Selected text:
BEGIN

Lancashire Hotpot, Irish Stew, Manchester Tart errr..............


----------



## Ray Mac

Nowt wrong with that lot Stew -Hotpot -Tart,[=P] (POP) Better than connie onnie with a slice of bread.(H)


----------



## Ian

lakercapt said:


> Think the term I heard most often was "you are on your WACK"
> don't know if other members heard this expression but tea, sugar and connie onnie were usually the ones strickly rationed by some miserable stewards.


British Tankers were famous for that(Thumb)


----------



## Ian

Sorry forgot to add that was in the 60s(Thumb)


----------



## slick

All,
Hain's, The crowd asked for and got "BOT Whack", however at the end of the trip they were able to tip into the Chiefs Steward's Cabin some 7 Lbs. of loose tea.
The Chief Steward's name was Fenton AKA "Fabulous" Fenton, to say he was surprised would be an understatement.
Yours aye,
Slick


----------



## KIWI

Could not complain about food during my time at sea.Norwegian tramp excellent even to the extent of ensuring a copious supply of fresh milk came aboard on reaching port.Great base for what followed.P&O excellent both on passenger ships & cargoe.Stanvac,under one skipper cordon bleu otherwise excellent.As a point of interest on Maloja outward bound with immigrants who had endured years of rationing many complaints along the lines of"not enough chips".Homeward bound very few.Years of a restricted diet obviously took a toll.Kiwi


----------



## marinero

I think the Board of Trade referred to the list of Minimum Allowances that was displayed on a notice board on the Ship, i.e. not less than this amount.
One Ch.Stwd. I sailed with used to say "One egg per man per day, perhaps".
Regards(Thumb)


----------



## SSimon

Chief Stewards HAD to be the most unpopular members of a ship's company?
I know that we apprentices were in a constant state of war with most of the chief stewards I sailed with.


----------



## trotterdotpom

That's a bit harsh, SSimon- I sailed with a lot of great Chief Stewards.

By the way, Imon, how long were you in the German army?

John T.


----------



## MARINEJOCKY

I think I remember reading something about the company having to supply a straw mattress of at least a certain thickness besides the food & water. 

I also remember a newspaper clipping being posted on the notice board for a job opening:

"BUTLIN's: Chef's required, Merchant Navy cooks need not apply." 

Thank god, I only sailed with good ones with Houlders, the same could not be said for the FOC ships. British Captain & I bought some yeast to make fresh bread, the cook used it all for one loaf

We had a collection onboard and three of us cadets went ashore in America to buy fresh milk, bread and bacon. we spent the money on pasturized/homogized strawberry/chocolate milk, sweet bread that had sugar on it and hickory smoked bacon that was all fat. so much for the bacon butty's that the whole crew was looking forward too. 

I think the feeding rate with Houlders was 1.50 per man per day on the ships, I then went onto the Uncle John which was a DSSV and the feeding rate was 12 pounds per man per day. Instead of loosing weight on the ships everybody was putting weight on so everybody except me was on a diet. I knew I was only going to be there for a few weeks so I ate five courses everytime I went into the dining room.


----------



## Chris Isaac

The only case of rationing I can remember was on South American Saint Line's St.John when I was a cadet. We had run very short of bog paper and the Chief Steward had requested that we show restraint in its usage.

END

Objective: Reproduce the stretch from "## MARINEJOCKY" through "looking forward too." in the thread on food aboard ship, swapping "bacon" for "ham".

Material supplied:
BEGIN

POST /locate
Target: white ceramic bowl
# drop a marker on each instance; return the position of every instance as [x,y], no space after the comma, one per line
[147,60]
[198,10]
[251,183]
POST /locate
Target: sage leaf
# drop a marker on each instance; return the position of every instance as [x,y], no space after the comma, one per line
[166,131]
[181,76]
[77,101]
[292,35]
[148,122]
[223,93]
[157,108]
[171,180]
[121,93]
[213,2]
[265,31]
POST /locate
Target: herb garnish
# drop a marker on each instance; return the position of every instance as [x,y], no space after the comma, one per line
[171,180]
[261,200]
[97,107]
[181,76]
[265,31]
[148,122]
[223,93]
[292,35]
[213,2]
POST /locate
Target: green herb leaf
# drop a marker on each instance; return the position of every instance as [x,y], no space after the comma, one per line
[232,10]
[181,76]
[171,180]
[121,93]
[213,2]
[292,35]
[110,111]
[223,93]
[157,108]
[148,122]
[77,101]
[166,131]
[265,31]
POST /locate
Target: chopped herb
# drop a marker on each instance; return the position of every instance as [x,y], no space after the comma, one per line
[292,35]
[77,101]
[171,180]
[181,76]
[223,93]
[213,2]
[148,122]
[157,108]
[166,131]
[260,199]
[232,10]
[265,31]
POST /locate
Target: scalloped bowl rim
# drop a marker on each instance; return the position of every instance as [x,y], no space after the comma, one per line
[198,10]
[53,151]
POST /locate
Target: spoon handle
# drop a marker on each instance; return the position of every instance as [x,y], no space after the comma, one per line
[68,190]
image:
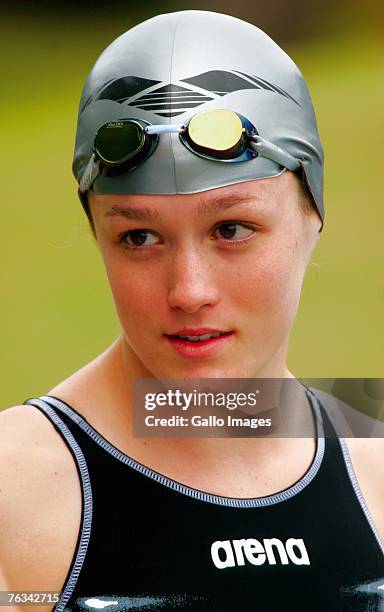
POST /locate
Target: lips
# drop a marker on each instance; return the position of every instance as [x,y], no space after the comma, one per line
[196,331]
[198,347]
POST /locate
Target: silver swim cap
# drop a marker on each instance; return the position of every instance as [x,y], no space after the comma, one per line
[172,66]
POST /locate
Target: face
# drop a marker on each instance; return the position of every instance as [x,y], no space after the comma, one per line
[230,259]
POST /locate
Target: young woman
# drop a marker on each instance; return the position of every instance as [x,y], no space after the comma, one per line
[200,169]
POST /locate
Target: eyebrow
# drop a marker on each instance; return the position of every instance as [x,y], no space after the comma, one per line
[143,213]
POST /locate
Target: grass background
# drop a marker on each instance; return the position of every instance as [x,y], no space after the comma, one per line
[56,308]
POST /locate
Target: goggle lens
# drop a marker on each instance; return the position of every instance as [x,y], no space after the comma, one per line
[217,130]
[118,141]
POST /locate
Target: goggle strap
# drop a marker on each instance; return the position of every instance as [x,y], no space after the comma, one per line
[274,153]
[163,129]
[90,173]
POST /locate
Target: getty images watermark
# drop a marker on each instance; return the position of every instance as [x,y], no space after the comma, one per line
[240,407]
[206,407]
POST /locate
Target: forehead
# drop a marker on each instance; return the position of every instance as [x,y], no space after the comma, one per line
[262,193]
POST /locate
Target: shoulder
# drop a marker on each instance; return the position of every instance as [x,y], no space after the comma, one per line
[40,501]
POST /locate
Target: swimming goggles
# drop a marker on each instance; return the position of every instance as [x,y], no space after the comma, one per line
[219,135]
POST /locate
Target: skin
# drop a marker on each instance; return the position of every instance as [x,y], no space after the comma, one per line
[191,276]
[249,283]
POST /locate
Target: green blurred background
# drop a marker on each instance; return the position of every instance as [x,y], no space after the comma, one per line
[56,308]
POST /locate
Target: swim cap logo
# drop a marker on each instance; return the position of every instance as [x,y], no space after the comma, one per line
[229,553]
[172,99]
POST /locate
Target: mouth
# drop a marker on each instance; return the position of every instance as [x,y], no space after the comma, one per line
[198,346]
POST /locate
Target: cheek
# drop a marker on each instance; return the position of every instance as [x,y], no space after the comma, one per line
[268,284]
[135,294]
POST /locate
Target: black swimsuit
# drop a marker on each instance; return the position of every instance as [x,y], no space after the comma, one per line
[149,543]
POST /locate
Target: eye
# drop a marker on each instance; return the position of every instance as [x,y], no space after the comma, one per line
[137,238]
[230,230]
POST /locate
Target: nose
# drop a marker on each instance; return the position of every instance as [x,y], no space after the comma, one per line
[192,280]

END
BEGIN

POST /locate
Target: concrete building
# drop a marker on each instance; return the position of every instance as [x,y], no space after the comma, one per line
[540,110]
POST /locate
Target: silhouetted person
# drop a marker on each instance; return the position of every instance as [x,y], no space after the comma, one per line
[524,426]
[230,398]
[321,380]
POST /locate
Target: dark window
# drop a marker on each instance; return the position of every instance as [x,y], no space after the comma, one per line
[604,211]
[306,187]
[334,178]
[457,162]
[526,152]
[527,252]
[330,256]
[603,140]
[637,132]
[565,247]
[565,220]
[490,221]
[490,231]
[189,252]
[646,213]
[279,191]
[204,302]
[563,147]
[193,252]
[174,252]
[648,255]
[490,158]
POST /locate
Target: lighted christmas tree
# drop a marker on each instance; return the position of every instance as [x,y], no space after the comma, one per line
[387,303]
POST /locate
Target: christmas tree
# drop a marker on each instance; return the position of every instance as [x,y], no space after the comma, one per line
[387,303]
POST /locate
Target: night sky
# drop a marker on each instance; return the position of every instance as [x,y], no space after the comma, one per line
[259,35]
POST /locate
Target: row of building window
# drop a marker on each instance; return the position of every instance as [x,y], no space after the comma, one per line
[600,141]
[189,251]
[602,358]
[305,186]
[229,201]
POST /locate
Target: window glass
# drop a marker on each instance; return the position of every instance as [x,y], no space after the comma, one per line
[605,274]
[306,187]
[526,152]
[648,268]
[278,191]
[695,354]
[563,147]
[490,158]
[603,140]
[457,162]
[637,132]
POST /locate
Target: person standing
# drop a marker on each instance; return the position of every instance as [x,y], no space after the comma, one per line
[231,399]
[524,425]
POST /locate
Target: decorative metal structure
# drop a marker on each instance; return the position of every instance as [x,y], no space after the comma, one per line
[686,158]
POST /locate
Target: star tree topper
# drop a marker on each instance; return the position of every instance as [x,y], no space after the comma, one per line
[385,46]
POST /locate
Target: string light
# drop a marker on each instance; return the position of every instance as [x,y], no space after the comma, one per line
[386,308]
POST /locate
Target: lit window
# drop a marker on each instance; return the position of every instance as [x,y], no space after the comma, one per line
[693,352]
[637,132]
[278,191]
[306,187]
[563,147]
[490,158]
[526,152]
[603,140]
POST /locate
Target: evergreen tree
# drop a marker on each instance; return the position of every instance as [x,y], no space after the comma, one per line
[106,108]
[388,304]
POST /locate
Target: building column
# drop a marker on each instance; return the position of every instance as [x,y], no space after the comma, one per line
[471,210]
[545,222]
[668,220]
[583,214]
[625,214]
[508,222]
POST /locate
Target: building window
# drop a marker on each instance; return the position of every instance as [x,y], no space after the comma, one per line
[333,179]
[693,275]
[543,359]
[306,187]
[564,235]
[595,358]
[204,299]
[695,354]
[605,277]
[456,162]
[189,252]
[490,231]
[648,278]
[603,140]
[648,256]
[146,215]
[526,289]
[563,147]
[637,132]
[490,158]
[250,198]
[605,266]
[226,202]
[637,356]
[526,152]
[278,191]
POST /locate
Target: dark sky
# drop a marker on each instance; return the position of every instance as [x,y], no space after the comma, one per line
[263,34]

END
BEGIN

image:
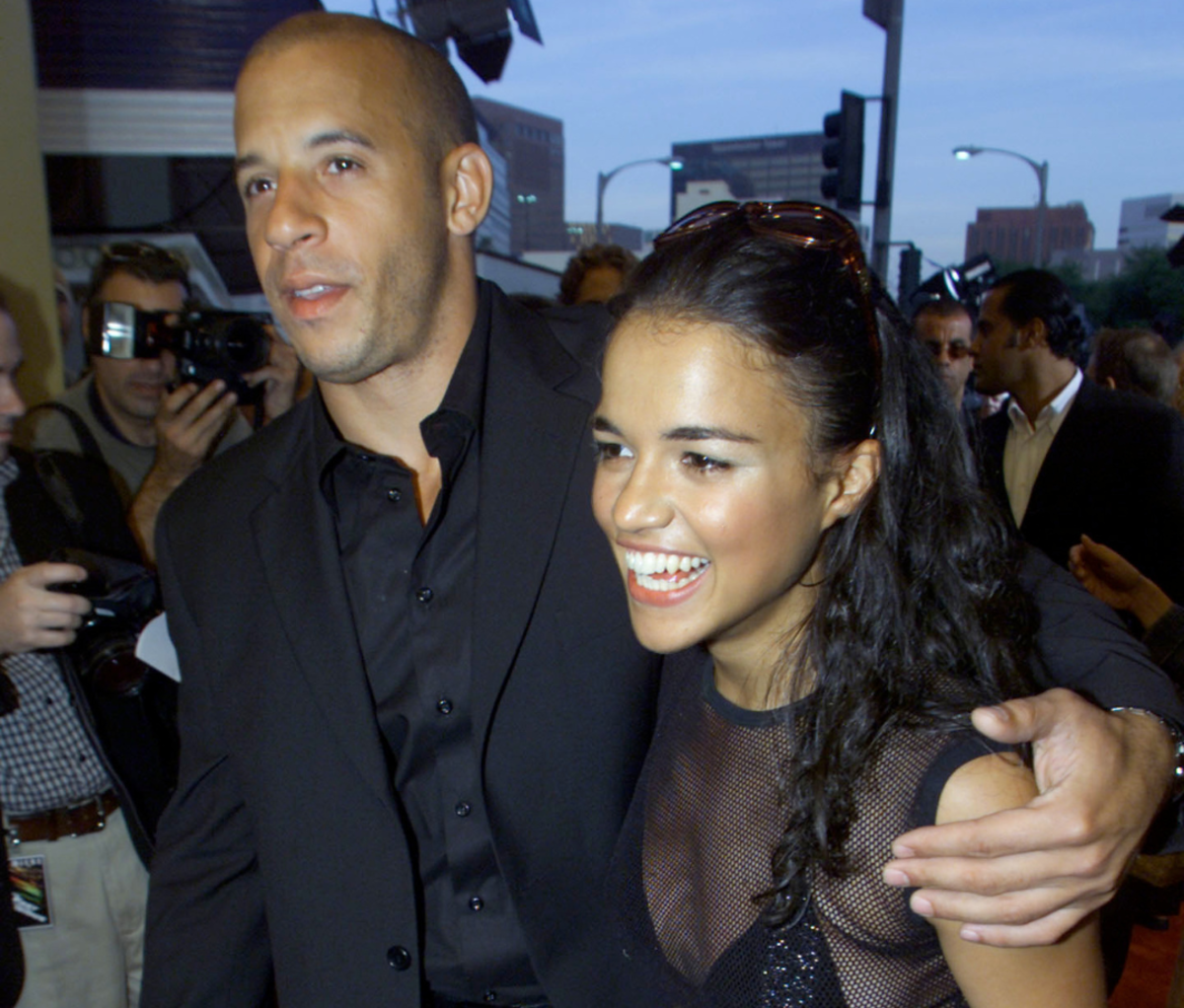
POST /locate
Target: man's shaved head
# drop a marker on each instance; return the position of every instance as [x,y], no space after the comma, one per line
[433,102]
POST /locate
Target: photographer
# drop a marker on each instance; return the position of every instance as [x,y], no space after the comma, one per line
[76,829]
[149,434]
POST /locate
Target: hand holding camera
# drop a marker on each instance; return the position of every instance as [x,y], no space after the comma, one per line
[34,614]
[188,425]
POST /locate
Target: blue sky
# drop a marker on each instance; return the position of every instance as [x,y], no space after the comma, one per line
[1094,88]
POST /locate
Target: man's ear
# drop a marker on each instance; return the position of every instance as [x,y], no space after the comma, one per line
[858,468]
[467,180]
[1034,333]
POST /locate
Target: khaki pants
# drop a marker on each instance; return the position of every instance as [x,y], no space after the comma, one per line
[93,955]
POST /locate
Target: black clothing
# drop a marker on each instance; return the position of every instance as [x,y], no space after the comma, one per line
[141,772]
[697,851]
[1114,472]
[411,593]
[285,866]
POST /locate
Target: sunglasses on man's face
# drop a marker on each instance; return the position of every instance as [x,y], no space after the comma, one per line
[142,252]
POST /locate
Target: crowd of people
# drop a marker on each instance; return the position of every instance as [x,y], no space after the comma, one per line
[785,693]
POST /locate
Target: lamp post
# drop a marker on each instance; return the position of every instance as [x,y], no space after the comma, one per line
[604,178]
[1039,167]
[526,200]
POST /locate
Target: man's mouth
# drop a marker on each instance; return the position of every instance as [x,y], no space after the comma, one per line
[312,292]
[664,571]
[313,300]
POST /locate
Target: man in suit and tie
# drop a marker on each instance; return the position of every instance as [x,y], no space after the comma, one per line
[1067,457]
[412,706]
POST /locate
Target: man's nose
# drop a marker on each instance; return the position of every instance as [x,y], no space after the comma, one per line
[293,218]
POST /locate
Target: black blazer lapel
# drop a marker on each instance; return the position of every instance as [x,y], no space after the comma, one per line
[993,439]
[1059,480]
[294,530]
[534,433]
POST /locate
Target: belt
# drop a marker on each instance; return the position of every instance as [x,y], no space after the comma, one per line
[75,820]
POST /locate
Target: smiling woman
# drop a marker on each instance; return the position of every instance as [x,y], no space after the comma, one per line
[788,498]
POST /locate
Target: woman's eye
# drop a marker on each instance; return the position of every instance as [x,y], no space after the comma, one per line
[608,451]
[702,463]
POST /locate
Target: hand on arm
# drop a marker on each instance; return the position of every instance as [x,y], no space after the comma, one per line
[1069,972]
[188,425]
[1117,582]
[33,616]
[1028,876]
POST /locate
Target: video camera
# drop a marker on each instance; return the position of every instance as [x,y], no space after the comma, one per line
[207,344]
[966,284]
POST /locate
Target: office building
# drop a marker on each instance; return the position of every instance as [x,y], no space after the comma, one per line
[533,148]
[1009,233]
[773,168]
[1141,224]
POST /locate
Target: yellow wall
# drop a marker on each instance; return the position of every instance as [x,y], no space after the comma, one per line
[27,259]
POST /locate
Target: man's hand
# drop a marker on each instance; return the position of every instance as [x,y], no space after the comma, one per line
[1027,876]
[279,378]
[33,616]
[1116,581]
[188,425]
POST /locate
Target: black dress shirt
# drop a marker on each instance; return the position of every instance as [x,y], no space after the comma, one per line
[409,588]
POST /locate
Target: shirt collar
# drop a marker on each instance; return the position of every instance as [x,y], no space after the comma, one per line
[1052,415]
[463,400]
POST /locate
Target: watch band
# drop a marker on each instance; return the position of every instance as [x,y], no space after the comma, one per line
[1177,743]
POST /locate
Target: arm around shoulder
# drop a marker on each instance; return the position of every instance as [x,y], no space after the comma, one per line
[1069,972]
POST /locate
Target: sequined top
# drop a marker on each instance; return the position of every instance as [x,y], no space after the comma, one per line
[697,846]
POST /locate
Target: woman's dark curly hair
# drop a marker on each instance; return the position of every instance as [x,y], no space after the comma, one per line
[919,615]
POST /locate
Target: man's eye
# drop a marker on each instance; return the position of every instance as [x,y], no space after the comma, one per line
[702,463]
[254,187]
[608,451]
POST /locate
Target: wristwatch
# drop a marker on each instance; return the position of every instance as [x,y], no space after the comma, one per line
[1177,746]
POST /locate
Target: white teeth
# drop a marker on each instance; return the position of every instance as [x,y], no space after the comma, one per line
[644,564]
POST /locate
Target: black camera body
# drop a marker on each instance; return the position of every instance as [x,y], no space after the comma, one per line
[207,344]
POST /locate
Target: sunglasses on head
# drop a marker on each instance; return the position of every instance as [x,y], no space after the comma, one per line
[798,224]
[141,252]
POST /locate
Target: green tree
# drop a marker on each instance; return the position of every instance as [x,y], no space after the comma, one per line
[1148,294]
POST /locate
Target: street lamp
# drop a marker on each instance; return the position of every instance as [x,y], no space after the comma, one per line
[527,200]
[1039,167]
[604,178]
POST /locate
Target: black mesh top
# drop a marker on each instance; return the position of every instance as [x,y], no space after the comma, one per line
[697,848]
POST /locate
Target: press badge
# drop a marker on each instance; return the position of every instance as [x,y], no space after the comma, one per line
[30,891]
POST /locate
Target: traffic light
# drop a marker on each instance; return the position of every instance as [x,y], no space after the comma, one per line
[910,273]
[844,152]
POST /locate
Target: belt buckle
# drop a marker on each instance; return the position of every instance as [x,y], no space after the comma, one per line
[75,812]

END

Answer to the task:
## MARINEJOCKY

I think I remember reading something about the company having to supply a straw mattress of at least a certain thickness besides the food & water. 

I also remember a newspaper clipping being posted on the notice board for a job opening:

"BUTLIN's: Chef's required, Merchant Navy cooks need not apply." 

Thank god, I only sailed with good ones with Houlders, the same could not be said for the FOC ships. British Captain & I bought some yeast to make fresh bread, the cook used it all for one loaf

We had a collection onboard and three of us cadets went ashore in America to buy fresh milk, bread and ham. we spent the money on pasturized/homogized strawberry/chocolate milk, sweet bread that had sugar on it and hickory smoked ham that was all fat. so much for the ham butty's that the whole crew was looking forward too.